[Provided passage Boundary: Start]
The foam fly bobbed to the surface as the blood ran out of my face. Charlie had said a hundred times that taimen will come back around and hit a fly again. Paralyzed, I let the fly ride there, every ounce of attention coiled into my hands, but nothing happened.
Yet luck is made. Second chances are made. I lifted the fly, arced a single false cast, and dropped it back over by the landslide. Nothing. In despair I pulled it in toward the boat, slowly, the way Charlie had taught me. This time the taimen hit with a whitewater splash full of teeth, dived back down with a flash of dark tail, and then the fly and the fish came tight on the line, thrashing.
By the time I wrestled it in, my arm was trembling with lactic exhaustion. Taimen are not spectacular fighters, but their size and weight make it a brutal contest. "Thirty-seven inches," Charlie said, looking up from the net. Almost a meter long. This wasn't Anna Nicole, but the fish was fat enough to melt over my fingers like Monterey Jack in a microwave. Holding the sleek gray beast out of the water, posing for photographs, I accumulated some seriously bad karma.
Before releasing it, we studied a deep, round scar in its back. The fish appeared to have survived a stabbing by poachers, who use long wooden tridents. I revived it until my fingers were numbed by the Uur, and the taimen abruptly kicked its way free.
Five minutes later we saw the fish one last time. It was finning slowly against the sandy bottom, down in the black heart of the river. Tired, but still alive. A survivor.
I TOOK JIM'S ADVICE and peed before getting into the helicopter, and the magic carpet had us in Ulan Bator by lunch. A veteran of many goodbyes, Jim simply handed me his old copies of Time and caught a flight to Beijing. Then Central Asia kicked in: A sudden windstorm shut down the airport, stranding me in the capital, amid broken sidewalks and construction cranes, for more than a day.
The phrase "My wife is in the hospital" can melt the coldest hearts, and once I reached South Korea I was allowed to simply walk onto the next direct flight to New York. We burned up and over the glacial reaches of Alaska, nicked the Arctic Circle at 33,000 feet, and finally, 14 hours later, dropped into New York, bathed in solar radiation and unwatchable movies the whole way.
[Provided passage Boundary: End]
[Raw data Boundary: Start]
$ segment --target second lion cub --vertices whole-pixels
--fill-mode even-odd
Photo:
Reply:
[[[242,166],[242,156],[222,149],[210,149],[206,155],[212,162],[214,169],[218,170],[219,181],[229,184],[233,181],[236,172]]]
[Raw data Boundary: End]
For each statement, answer yes or no on whether it agrees with the taimen fishing passage, and quote the passage's deciding words: (a) The taimen measured thirty-seven inches. (b) The taimen struck as soon as the fly was dropped back by the landslide. (c) Poachers use long wooden tridents. The rows have no connection to the taimen fishing passage.

(a) Yes: "Thirty-seven inches," Charlie said.
(b) No: "dropped it back over by the landslide. Nothing."
(c) Yes: "poachers, who use long wooden tridents"